(Collected data)
=-=-=-=-=

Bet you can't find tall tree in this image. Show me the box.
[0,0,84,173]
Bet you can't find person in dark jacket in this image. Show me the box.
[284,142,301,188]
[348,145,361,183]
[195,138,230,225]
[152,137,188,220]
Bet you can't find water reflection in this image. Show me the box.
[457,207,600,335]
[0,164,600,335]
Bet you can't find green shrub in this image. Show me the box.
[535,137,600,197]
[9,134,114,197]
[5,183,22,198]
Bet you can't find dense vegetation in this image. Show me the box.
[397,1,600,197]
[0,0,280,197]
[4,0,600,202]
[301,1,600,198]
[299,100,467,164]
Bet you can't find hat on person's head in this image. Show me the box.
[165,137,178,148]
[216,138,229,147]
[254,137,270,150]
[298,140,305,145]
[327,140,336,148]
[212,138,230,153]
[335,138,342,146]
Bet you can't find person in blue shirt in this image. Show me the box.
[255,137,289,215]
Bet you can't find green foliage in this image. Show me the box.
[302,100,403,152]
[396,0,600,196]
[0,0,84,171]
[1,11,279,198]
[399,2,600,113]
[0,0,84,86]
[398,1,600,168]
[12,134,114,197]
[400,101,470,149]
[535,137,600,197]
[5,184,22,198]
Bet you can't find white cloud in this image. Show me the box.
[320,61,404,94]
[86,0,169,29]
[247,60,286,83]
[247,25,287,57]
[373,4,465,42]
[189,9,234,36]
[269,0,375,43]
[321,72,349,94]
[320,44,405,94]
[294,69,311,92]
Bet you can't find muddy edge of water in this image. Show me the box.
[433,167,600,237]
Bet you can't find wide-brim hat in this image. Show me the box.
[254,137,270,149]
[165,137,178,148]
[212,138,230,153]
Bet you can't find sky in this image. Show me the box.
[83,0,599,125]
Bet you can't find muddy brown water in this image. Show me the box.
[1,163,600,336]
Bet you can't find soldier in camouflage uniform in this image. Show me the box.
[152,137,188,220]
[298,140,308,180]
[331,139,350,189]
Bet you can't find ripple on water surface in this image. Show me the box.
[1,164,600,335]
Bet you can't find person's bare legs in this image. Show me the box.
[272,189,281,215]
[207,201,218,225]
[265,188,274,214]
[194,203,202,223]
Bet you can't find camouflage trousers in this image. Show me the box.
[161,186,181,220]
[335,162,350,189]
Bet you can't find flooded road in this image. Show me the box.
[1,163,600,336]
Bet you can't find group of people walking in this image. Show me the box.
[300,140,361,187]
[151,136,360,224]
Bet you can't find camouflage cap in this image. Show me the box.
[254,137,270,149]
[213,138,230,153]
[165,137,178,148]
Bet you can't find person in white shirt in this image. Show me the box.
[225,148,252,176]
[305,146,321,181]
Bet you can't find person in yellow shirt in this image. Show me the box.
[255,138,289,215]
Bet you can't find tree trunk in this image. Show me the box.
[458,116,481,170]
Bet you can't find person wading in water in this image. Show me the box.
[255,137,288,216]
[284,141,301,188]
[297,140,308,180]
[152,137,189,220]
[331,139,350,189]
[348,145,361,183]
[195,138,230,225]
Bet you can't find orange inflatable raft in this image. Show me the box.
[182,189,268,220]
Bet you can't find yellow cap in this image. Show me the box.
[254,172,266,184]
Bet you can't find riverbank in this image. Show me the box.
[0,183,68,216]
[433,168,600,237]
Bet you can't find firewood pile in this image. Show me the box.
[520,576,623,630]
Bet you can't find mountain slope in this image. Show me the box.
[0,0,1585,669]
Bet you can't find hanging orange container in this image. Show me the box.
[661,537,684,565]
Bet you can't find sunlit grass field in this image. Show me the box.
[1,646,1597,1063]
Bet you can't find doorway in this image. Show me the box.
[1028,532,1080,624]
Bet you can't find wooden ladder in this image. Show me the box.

=-=-=-=-=

[What the task asks]:
Please give back all of the records exactly as written.

[Response for this exercise]:
Bet you can't find tall tree in this image. Show me the box.
[0,0,84,173]
Bet you can't find person in dark jacket in this image. Show me the box.
[284,142,301,188]
[348,145,361,183]
[195,138,230,225]
[152,137,188,220]
Bet you can't find water reflection in this image. Show me the box.
[457,207,600,335]
[0,164,600,335]
Bet you can't find green shrub in this image. Show me the box.
[535,137,600,197]
[9,134,114,197]
[5,183,22,198]
Bet you can't find dense vegetation in this image. Show me the box.
[397,1,600,197]
[0,0,280,197]
[4,0,600,202]
[301,1,600,198]
[299,100,467,164]
Bet you can't find hat on person's head in this image. Show me the box.
[165,137,178,148]
[216,138,229,147]
[254,137,270,150]
[298,140,305,145]
[327,140,336,148]
[212,138,230,153]
[335,138,342,146]
Bet you can't find person in blue shirt in this image. Show me the box.
[255,137,289,215]
Bet you can't find green foliage in this image. Show me the box.
[302,100,403,152]
[396,0,600,196]
[0,0,84,171]
[1,11,279,198]
[399,2,600,113]
[0,0,84,86]
[398,1,600,168]
[12,134,114,197]
[400,101,470,149]
[535,137,600,197]
[5,184,22,198]
Bet you can't find white cloud in this image. Show me the box.
[320,61,404,94]
[86,0,169,29]
[247,60,286,83]
[247,25,287,57]
[373,4,465,42]
[189,9,234,36]
[269,0,375,43]
[321,72,349,94]
[320,44,405,94]
[294,69,311,92]
Bet you can't find muddy edge of water in this image. Show me the box.
[433,167,600,237]
Bet you can't find wide-brim hat in this image. Show me the box.
[254,137,270,149]
[165,137,178,148]
[212,138,230,153]
Bet you can't find sky in this image. Show me the box.
[83,0,599,125]
Bet you can't find muddy brown water in this image. Show me the box.
[1,163,600,336]
Bet you can't find soldier in camouflage uniform in this image. Show me the box.
[152,137,188,220]
[298,140,308,180]
[331,139,350,189]
Bet you can't find ripple on water surface in this image. Show me the box.
[1,164,600,335]
Bet you can't find person's bare legs in this image. Show me the box.
[272,189,281,215]
[207,201,218,225]
[265,188,274,214]
[194,203,202,223]
Bet you can't find camouflage trousers in this image. Show me the box.
[161,186,181,220]
[335,162,350,189]
Bet you can't find flooded road in this image. Show me the box.
[1,163,600,336]
Bet you can't find group of people walking in this image. Show me the box.
[300,140,361,187]
[151,136,360,224]
Bet you can't find camouflage cap in this image. Show me the box.
[254,137,270,149]
[213,138,230,153]
[165,137,178,148]
Bet you can't find person in white shirt in this image. Show me the box.
[225,148,252,176]
[305,146,321,181]
Bet you can't find person in yellow shirt in this image. Show me the box.
[255,138,289,215]
Bet you can't find tree trunk in this image. Show me the box.
[458,116,481,170]
Bet you can't find person wading in water in this image. Show me the box.
[255,137,288,216]
[284,141,301,188]
[297,140,308,180]
[152,137,189,220]
[331,139,350,189]
[348,145,361,183]
[195,138,230,225]
Bet you can't find orange inflatable raft in this image. Show me the box.
[182,189,268,220]
Bet you can't find yellow cap in this image. Show me the box.
[254,172,266,184]
Bet you can't find riverbank in this image. Show me the box.
[0,183,68,216]
[433,168,600,237]
Bet you can't find firewood pile in this image. Show me the box.
[520,576,623,630]
Bet you can't find mountain slope in this image. Show me the box.
[0,0,1585,669]
Bet you can't find hanging orange container in this image. Show me the box.
[661,537,684,565]
Bet you can't find sunlit grass field in this image. Show me the box.
[1,646,1597,1063]
Bet you can't find doorway in this image. Show me the box.
[1028,532,1080,624]
Bet you can't find wooden ladder in this image. Show me the box.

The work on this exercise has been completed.